What is needed ▸
Exactly as given, write out the lines from the one containing "the dark metal" through the end of the listing, with both ends included and nothing else.

Exercise material Start Marker

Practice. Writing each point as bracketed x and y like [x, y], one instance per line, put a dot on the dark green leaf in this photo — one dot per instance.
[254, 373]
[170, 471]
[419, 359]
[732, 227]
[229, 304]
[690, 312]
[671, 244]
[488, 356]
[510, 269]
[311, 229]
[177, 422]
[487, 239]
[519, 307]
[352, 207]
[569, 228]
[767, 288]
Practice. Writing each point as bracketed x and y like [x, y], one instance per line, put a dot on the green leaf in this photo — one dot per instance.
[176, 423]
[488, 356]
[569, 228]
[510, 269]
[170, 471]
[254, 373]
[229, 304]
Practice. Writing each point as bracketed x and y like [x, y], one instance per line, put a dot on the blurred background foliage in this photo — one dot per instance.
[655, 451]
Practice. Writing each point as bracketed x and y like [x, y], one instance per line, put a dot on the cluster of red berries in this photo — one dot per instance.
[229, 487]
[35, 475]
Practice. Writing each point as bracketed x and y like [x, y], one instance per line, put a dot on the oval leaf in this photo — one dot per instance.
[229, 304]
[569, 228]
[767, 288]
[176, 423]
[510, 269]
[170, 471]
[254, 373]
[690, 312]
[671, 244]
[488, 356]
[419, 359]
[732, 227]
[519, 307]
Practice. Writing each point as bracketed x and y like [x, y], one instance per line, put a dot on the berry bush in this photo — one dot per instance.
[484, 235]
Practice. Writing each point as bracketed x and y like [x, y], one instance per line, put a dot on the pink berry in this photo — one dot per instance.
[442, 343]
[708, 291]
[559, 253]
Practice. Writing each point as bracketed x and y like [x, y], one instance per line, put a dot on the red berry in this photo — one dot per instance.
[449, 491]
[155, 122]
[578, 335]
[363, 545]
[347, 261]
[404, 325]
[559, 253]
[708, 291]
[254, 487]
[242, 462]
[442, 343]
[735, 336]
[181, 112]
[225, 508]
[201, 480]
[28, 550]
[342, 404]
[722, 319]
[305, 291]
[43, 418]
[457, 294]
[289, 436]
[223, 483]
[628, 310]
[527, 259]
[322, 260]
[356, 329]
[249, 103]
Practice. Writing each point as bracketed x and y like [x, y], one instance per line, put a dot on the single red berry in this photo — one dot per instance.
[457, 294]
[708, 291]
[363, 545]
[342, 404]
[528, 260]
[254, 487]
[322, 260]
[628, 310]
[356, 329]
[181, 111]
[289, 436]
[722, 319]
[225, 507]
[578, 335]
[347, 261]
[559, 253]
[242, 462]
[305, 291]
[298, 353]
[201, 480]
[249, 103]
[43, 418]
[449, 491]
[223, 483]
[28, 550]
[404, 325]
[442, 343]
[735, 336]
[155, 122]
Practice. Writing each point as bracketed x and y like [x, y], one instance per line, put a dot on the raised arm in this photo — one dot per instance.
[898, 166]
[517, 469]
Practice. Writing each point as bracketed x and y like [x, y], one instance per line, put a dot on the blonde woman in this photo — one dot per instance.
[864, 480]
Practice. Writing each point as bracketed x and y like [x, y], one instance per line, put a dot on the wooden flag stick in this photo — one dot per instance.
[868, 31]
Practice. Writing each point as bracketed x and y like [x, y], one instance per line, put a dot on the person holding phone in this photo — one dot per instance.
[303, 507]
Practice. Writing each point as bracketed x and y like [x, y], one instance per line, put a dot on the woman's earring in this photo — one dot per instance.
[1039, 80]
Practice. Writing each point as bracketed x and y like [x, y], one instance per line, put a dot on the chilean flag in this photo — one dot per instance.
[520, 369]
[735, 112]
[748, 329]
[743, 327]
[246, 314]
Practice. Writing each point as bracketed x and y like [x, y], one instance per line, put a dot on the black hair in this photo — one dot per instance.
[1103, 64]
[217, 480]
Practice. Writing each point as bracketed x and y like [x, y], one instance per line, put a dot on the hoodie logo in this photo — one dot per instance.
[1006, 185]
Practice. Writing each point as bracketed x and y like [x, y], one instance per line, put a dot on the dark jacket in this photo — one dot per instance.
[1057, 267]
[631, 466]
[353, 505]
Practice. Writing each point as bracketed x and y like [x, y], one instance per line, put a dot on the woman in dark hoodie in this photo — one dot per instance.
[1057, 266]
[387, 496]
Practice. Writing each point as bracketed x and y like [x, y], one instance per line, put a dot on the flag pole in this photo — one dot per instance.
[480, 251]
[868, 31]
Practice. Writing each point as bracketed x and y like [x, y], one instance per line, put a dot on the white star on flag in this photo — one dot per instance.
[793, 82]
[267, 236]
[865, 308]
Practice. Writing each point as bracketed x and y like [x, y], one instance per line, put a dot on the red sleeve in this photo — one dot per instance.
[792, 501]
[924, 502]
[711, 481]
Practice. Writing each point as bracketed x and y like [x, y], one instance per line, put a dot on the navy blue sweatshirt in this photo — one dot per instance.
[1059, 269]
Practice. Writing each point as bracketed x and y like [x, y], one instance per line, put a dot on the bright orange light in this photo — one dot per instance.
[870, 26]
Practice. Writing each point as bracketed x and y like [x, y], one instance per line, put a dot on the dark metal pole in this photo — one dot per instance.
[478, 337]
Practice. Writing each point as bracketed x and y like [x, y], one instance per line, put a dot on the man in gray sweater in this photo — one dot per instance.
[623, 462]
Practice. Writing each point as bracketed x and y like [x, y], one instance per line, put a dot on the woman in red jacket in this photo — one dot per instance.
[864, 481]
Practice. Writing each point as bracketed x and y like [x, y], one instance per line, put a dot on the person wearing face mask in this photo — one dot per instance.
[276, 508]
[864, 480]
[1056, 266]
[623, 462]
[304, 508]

Exercise material End Marker

Final answer ▸
Practice. Writing each point as bracketed x and y like [x, y], one instance per line, put a dot on the dark metal pole in this photo — one dot per instance.
[478, 337]
Practice. Writing each point as bracketed x and y like [x, y], one instance per line, put a dot on the man in gray sweater in this photo — one dot per instance.
[623, 462]
Practice. Writing each point as bracketed x and y like [x, y], one instance per line, put a dot on the woman in red jacket in this photo — one dot per instance.
[864, 481]
Practice. Writing each point as bracketed x and y like [x, y], one instance per line, put a dot on the person wearing face mask in this photo — one dot per instance.
[276, 508]
[864, 480]
[1056, 266]
[623, 462]
[304, 508]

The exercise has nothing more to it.